INPUT MATERIAL

+===+

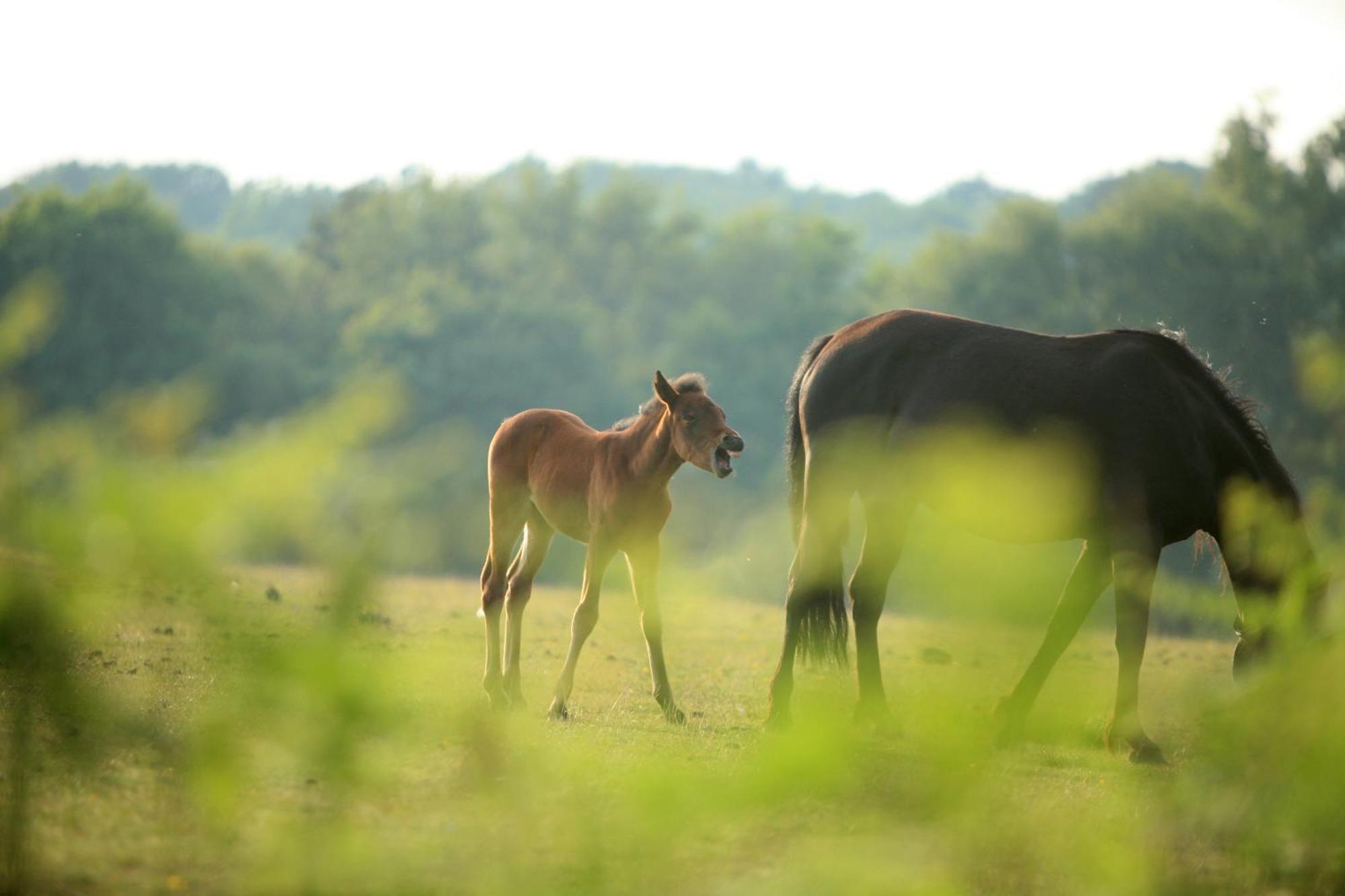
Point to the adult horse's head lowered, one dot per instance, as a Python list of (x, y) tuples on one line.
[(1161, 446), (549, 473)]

+===+

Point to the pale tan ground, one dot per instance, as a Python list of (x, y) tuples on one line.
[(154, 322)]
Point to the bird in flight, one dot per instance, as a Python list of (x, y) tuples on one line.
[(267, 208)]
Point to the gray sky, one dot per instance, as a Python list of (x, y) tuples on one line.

+===+

WORK TO BE COMPLETED
What is needed is a verbatim copy of every line in the records above from the one containing "Point to the pale" down to the one containing "Point to the gray", both included, and nothing more.

TASK ANSWER
Point to the pale tan ground, one dot per instance, as a Python list of (x, y) tuples on one line.
[(154, 322)]
Point to the bird in flight, one dot per instance, as a Python list of (x, y) tuples on one line.
[(267, 208)]
Point to the gray sky, one dot per instance, as a Python list of (x, y) tuples on one line.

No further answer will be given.